Please pick out and copy every line below that contains the word "door".

--- SOURCE RECORDS ---
○ ○ ○
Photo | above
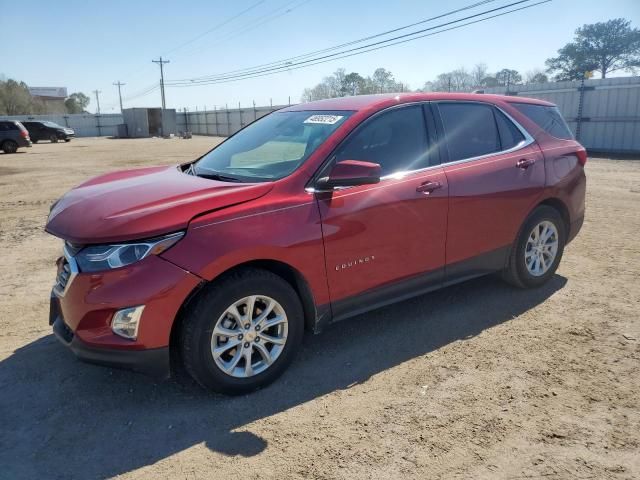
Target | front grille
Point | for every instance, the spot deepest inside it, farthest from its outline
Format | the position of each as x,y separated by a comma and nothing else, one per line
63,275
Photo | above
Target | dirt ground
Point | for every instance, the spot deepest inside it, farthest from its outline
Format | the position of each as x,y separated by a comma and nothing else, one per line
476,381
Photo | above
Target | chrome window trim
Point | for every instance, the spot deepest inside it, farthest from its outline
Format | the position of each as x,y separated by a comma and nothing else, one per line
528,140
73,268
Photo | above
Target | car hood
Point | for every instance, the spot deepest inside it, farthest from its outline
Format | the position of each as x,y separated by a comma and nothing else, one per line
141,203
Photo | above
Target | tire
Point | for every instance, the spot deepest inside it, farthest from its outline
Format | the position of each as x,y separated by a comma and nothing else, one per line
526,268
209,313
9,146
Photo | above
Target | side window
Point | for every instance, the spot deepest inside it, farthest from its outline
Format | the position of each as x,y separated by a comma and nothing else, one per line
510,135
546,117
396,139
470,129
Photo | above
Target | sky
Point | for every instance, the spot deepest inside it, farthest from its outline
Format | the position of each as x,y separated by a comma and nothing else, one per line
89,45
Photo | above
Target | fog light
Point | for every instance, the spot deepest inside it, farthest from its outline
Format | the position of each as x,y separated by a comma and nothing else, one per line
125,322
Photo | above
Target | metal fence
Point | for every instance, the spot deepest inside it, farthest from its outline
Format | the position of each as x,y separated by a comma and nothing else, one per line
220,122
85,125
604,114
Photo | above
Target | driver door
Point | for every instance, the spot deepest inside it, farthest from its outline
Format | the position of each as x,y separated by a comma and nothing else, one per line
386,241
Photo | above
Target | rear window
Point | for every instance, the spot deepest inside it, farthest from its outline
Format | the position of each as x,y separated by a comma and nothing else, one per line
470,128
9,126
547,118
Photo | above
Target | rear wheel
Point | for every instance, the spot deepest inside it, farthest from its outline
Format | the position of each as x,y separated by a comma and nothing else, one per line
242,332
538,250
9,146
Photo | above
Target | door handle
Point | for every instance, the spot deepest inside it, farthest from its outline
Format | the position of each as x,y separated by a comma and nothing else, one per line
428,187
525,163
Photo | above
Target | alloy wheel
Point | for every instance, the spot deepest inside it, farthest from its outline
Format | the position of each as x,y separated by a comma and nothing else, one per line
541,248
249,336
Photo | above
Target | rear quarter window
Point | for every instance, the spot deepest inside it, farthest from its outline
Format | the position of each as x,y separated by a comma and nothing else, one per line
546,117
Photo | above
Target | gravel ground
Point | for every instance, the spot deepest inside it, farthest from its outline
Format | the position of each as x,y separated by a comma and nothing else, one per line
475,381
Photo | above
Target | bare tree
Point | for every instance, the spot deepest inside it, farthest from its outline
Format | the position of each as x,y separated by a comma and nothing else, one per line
○ ○ ○
--- WRITTEN REPLY ---
Target | driver door
Target | door handle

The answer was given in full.